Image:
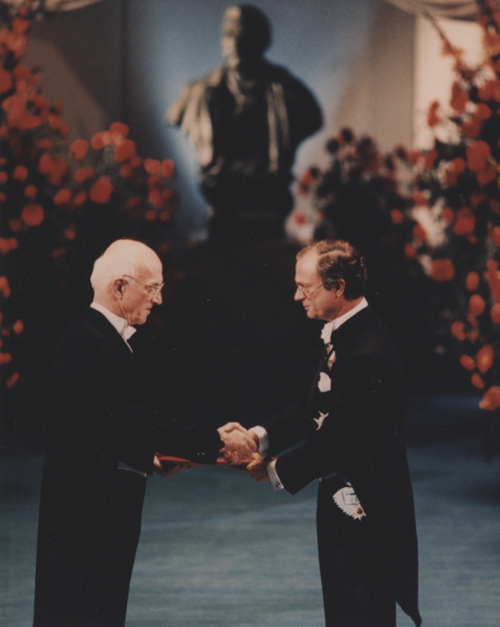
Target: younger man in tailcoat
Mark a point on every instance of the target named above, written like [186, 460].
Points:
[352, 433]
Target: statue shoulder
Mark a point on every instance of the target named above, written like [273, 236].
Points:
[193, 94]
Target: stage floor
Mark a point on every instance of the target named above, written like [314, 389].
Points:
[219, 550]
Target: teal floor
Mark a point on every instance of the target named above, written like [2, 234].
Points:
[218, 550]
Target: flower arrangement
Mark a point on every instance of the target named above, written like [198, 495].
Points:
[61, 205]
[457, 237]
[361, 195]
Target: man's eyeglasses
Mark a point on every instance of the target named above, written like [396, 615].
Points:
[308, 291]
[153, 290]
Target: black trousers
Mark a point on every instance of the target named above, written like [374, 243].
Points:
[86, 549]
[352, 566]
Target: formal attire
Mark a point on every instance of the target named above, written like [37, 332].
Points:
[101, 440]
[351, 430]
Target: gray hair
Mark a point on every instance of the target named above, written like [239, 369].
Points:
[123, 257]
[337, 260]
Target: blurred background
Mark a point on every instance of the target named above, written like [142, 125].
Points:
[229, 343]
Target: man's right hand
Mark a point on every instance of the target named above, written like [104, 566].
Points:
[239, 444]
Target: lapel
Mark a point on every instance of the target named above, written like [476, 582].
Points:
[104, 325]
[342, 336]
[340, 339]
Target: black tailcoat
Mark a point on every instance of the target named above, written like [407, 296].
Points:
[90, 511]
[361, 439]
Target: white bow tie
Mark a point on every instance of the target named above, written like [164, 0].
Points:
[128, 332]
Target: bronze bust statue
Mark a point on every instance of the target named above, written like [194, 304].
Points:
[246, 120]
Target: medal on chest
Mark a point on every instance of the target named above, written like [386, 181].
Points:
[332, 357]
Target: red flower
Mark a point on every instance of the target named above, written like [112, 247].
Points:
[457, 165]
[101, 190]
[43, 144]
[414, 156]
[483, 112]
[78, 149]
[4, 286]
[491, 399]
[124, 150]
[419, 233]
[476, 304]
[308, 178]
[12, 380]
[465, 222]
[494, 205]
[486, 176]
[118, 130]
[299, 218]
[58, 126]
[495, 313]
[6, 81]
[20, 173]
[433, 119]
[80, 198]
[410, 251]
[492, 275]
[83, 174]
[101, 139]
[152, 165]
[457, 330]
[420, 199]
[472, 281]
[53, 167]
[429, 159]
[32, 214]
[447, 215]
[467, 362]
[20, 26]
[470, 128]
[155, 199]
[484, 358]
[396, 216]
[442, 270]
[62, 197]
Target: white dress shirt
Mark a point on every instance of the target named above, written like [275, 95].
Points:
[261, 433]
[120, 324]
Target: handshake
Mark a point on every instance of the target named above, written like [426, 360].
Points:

============

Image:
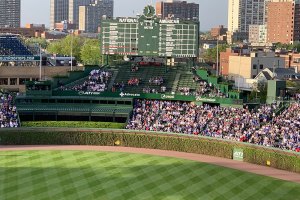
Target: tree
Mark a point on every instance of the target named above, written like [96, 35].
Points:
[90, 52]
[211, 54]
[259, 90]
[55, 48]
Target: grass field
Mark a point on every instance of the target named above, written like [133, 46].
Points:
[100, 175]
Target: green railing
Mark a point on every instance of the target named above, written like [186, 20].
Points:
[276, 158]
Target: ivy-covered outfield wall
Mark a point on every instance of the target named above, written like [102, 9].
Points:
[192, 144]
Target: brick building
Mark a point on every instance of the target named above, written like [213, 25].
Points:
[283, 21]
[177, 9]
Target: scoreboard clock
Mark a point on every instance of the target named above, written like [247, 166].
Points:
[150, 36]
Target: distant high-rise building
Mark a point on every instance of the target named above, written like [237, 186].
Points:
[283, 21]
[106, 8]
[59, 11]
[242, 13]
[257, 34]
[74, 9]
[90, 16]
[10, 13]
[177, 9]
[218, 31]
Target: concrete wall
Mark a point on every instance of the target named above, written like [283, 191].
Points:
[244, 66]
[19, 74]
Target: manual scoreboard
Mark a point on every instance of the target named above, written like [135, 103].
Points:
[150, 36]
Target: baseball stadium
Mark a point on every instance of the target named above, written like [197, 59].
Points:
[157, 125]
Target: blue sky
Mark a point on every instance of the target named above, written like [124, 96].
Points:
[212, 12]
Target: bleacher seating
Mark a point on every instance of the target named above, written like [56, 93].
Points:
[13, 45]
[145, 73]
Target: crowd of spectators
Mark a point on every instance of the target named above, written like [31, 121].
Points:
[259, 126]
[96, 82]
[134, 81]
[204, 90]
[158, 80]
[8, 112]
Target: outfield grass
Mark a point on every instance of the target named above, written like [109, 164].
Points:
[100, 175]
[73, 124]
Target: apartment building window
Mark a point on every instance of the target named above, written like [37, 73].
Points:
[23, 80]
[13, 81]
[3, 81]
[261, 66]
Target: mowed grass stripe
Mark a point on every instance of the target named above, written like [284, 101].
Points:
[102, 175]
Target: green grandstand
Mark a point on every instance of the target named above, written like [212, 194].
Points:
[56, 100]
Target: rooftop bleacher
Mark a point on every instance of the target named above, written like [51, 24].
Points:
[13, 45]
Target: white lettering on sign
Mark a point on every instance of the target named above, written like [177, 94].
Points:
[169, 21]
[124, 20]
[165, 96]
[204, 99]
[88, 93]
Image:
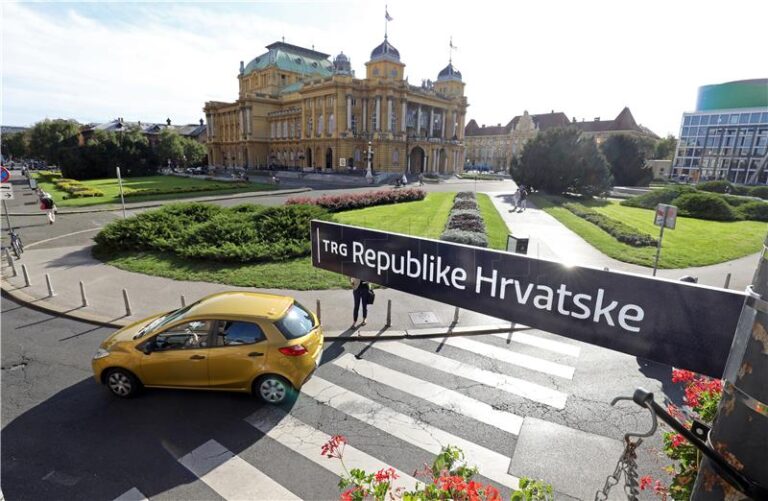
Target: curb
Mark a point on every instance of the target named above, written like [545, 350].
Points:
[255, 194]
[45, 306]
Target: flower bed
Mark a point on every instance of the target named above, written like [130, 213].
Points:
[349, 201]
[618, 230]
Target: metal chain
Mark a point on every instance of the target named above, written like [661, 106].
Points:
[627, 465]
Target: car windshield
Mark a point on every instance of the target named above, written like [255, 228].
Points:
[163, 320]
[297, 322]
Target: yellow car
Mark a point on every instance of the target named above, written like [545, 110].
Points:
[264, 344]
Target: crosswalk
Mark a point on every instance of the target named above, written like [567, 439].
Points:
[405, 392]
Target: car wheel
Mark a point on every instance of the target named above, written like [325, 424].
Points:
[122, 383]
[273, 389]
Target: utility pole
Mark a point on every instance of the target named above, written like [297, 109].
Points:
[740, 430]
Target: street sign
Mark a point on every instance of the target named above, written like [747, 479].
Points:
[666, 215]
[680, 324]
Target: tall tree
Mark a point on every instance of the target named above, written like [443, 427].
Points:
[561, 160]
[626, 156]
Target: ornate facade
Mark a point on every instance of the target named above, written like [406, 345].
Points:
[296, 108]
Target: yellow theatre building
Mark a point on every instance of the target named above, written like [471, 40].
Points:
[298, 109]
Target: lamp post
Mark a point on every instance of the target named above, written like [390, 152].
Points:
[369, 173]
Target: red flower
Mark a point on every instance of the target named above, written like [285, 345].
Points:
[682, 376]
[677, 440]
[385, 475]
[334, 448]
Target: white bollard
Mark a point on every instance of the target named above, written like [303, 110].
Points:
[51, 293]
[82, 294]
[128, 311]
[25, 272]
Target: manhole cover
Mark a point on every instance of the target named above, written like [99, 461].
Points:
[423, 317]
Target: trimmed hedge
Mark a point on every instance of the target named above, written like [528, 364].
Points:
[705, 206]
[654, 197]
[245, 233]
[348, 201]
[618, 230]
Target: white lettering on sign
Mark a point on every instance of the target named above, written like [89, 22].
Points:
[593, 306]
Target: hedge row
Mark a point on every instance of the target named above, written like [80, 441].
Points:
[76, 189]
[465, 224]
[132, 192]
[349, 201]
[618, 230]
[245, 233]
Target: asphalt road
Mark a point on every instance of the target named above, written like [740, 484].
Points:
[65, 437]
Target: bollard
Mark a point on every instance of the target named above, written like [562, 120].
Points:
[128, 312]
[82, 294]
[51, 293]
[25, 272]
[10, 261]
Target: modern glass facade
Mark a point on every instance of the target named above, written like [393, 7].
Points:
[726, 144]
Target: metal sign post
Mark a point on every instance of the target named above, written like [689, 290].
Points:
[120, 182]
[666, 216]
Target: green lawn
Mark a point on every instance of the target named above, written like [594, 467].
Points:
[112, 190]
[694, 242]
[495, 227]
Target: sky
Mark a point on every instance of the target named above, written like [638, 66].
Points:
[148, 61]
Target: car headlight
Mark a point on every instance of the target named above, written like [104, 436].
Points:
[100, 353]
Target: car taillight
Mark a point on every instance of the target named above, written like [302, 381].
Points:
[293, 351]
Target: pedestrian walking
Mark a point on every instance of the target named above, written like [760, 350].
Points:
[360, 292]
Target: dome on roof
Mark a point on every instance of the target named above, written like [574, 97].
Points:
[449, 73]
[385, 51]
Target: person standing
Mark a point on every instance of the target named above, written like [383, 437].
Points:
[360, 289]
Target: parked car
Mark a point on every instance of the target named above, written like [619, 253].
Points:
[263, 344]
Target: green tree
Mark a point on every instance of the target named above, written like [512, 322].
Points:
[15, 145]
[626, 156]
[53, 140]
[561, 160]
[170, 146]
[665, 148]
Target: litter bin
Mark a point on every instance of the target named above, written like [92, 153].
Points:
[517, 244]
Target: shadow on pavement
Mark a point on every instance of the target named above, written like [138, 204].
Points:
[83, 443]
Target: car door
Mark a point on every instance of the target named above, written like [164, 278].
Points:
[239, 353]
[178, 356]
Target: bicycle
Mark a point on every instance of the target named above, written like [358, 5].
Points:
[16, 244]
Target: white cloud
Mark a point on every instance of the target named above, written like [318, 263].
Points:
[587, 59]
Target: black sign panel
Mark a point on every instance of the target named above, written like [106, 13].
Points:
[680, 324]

============

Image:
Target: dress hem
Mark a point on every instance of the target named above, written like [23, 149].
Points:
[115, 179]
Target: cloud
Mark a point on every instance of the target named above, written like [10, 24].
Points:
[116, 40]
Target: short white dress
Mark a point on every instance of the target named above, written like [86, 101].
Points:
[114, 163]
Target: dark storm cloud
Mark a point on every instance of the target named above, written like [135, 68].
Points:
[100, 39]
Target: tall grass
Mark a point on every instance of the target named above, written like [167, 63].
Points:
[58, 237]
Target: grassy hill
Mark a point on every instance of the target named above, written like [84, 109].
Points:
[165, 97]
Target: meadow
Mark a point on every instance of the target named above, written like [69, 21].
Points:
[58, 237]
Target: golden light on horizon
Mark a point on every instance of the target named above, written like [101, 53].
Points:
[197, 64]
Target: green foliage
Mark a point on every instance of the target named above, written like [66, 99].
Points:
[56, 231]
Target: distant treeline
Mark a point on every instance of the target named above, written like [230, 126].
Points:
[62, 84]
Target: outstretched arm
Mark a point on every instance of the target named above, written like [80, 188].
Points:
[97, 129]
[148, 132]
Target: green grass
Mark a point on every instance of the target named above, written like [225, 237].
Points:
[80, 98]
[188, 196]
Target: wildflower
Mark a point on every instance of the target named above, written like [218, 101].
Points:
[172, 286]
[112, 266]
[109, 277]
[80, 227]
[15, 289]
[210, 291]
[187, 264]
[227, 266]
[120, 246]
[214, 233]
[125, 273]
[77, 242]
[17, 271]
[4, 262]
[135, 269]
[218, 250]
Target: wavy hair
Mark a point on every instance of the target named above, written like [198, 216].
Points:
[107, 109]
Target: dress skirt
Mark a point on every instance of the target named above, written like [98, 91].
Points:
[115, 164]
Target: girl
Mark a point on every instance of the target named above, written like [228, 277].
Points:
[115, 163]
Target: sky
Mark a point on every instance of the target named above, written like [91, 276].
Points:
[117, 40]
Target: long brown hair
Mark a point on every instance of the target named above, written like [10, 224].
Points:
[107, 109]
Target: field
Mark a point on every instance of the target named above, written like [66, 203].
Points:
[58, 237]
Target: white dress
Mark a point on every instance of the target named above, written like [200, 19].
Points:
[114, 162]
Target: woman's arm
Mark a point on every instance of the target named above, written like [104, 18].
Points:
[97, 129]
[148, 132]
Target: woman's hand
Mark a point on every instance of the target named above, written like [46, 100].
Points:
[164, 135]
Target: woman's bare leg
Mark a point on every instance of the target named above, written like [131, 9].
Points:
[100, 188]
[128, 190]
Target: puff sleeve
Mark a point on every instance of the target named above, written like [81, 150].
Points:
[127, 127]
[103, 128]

============

▶ **ASSIGNMENT**: For the word "statue", return every line of the records that holds it.

▶ **WRITTEN SOLUTION**:
Target: statue shoulder
Target: bronze bust statue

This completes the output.